DOCUMENT SECTION:

The VinFast VF 8 received a widely negative reception after press cars became available to automotive journalists in the United States. A number of well-established and broadly published automotive journalists and car critics have given the VF 8 poor reviews for virtually every metric.

Kevin Williams of Jalopnik test drove a pre-production model of the VF 8 which had at that time received Vietnamese sales approval. Williams remarked that the car "felt slow", with inconsistent performance between individual vehicles. He was highly critical of the vehicle's ride and handling, with visibly poor suspension control and unresponsive steering. He concluded that the VF 8 was an "underdeveloped, unfinished product that, quite frankly, would be an embarrassment in any market." Brian Wong of Green Car Reports also tested a pre-production model: he described the car as having noticeable body roll, poor braking performance, and poor throttle tuning.

Emme Hall of Green Car Reports later tested a production model and noted the car's poor build quality, and again described poor suspension and braking performance. However, Hall praised the VF 8's infotainment system as well-organized and responsive, and commended VinFast for its 10-year warranty. Hall concluded that if VinFast had taken a slower timeline to sort through the VF 8's issues, "it might actually have a decent car."

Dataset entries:
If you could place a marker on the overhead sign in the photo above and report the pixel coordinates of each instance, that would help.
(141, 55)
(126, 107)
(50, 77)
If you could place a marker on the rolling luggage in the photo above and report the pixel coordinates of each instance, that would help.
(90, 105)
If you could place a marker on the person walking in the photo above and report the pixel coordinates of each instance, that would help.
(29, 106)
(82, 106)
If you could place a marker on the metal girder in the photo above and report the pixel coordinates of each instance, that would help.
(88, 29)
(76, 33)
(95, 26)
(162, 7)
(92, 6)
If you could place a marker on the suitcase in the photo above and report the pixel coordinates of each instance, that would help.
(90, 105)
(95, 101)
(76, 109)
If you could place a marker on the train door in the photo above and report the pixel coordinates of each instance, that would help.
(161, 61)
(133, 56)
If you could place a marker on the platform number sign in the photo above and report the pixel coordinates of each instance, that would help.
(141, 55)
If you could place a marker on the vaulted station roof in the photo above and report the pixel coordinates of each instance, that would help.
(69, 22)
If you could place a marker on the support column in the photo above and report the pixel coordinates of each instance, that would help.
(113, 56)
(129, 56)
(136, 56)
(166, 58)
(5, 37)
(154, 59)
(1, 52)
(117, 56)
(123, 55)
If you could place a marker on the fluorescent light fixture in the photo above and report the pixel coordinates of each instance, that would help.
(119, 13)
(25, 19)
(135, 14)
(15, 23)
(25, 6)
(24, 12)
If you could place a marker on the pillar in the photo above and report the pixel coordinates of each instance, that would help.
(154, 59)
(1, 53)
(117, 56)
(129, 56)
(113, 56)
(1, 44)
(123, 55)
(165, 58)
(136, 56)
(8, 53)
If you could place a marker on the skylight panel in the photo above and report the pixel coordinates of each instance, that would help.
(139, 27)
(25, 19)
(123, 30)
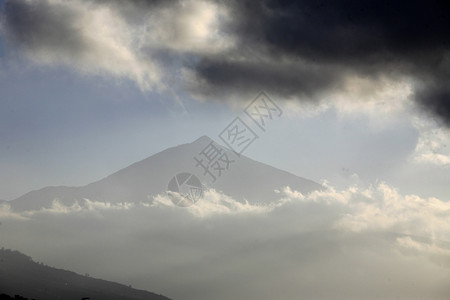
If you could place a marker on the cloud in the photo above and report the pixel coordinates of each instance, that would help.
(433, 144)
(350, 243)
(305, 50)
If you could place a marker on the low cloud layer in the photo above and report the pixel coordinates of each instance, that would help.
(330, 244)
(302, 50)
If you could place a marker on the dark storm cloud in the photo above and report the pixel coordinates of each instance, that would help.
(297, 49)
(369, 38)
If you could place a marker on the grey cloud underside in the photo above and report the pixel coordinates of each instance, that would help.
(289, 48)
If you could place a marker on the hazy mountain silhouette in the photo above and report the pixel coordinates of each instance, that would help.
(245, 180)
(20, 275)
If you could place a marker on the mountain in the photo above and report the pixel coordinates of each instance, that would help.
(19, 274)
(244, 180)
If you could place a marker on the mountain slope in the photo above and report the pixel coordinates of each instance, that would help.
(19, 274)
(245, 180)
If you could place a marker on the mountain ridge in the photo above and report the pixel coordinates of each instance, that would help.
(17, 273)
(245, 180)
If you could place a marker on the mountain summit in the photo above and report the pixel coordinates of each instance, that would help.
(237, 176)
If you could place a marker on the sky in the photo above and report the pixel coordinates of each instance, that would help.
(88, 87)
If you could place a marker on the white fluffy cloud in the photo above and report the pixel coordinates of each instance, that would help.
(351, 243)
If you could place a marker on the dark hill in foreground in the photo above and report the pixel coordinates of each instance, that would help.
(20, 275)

* * *

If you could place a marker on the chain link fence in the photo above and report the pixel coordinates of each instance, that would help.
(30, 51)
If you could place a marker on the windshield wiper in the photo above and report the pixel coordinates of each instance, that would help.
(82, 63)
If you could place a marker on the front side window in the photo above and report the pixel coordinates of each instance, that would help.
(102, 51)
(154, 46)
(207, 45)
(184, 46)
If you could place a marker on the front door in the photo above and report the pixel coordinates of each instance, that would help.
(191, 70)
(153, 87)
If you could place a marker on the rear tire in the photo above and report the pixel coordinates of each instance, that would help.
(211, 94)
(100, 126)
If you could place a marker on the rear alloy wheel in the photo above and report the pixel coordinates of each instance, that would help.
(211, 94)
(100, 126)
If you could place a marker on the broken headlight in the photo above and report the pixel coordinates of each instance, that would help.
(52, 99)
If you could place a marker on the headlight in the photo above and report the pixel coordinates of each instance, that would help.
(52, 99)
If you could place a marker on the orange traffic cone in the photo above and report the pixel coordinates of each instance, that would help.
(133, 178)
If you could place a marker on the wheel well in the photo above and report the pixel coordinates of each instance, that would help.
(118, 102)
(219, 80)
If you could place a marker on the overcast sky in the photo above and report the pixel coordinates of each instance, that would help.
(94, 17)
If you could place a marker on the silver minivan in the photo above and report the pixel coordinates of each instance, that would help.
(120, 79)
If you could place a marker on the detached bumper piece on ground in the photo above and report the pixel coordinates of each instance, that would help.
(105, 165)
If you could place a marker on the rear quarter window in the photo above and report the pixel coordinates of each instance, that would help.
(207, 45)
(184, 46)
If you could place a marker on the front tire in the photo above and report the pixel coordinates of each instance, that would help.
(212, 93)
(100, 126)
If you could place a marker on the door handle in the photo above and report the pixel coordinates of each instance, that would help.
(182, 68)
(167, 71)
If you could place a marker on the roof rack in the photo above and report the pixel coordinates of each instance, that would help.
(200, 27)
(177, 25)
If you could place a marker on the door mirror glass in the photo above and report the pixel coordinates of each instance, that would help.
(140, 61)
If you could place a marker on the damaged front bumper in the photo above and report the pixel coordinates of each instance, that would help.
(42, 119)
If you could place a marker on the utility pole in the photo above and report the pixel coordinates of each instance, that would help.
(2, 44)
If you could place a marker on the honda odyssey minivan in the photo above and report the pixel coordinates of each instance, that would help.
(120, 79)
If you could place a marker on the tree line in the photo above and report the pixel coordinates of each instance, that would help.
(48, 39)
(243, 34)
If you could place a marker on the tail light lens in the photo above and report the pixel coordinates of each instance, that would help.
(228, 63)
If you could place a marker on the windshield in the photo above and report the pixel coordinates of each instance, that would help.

...

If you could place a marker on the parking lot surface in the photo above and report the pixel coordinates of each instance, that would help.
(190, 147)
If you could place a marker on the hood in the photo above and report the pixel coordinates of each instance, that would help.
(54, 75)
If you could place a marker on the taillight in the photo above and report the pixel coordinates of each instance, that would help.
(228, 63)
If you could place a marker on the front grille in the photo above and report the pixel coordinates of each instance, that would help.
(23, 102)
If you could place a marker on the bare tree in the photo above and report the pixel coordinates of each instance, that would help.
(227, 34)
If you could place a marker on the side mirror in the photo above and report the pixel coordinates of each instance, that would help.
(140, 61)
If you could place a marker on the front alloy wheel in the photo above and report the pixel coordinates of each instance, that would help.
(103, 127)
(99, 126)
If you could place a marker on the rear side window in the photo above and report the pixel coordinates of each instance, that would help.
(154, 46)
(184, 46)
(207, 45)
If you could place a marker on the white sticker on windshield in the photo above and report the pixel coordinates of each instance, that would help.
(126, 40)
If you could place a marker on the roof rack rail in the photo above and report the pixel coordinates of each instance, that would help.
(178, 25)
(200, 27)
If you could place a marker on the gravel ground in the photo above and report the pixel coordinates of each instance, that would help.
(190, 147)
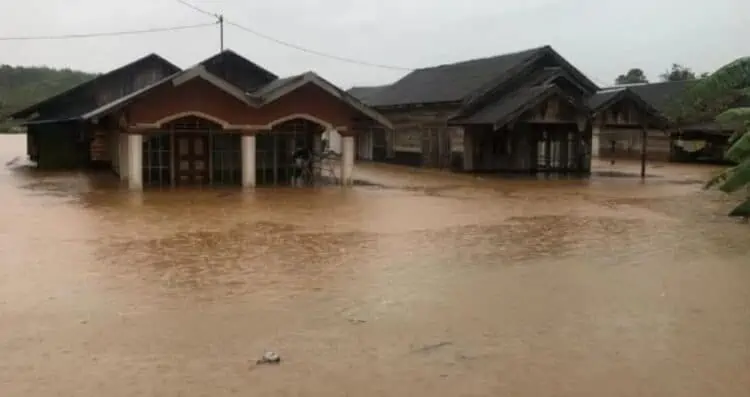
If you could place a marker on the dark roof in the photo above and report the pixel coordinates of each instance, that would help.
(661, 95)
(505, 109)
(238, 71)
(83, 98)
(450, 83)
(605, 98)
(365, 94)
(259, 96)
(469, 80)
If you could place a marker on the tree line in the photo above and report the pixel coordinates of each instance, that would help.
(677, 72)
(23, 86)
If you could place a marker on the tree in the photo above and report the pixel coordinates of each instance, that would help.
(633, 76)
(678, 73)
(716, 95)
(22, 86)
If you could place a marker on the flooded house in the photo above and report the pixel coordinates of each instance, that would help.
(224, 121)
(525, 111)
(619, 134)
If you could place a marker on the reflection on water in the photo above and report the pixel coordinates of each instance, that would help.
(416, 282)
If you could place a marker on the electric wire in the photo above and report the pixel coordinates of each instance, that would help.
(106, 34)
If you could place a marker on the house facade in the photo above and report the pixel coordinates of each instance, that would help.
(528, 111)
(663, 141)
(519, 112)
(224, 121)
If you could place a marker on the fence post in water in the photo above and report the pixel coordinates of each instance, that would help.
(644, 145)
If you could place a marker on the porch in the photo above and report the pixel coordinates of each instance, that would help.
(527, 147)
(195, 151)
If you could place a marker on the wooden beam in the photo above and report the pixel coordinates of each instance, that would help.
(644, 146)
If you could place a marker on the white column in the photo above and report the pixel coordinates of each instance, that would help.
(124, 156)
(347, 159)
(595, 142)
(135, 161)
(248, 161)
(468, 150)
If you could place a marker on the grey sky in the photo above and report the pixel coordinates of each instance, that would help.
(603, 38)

WHAT YOU HAVE TO DO: Please continue the text about the VinFast VF 8's reception, picking up after its final sentence.

SOLVED PROBLEM:
Road & Tracks reviewer Mack Hogan also criticised the VF 8 for poor build quality, and claimed that the VF 8 had the worst ride quality and steering of any car he had reviewed. Hogan also complained of poor braking performance and constant alarms from the car's driver assist features.

Scott Evans, writing for MotorTrend, said largely the same, again complaining of poor performance and numerous malfunctioning systems and driver aids, while also describing inconsistent and poor build quality across his car and those of other journalists. Evans noted that most of the problems he experienced with the VF 8 could, in theory, be rectified with software upgrades, but issues such as the poor suspension, an uncomfortable interior, and poor build quality could only be fixed with changes at the factory. Evans did, however, praise the car's interior space, its adaptive cruise control and steering assistance, and said that the heads-up display and infotainment system were both impressive but could be better organized. In contrast to other reviewers, he said that the VF 8's braking performance was "shockingly good", and said that the car appeared to have much better range than advertised. Evans concluded that VinFast "have the right idea", but that he would "be embarrassed to look a customer in the eye when handing over the keys to this vehicle" in its current state.

Steven Ewing's review for InsideEVs likewise described poor build quality, criticised the organization of controls within the infotainment system, and complained of annoying and persistent driver assistance alerts. He also criticised the VF 8's suspension and steering.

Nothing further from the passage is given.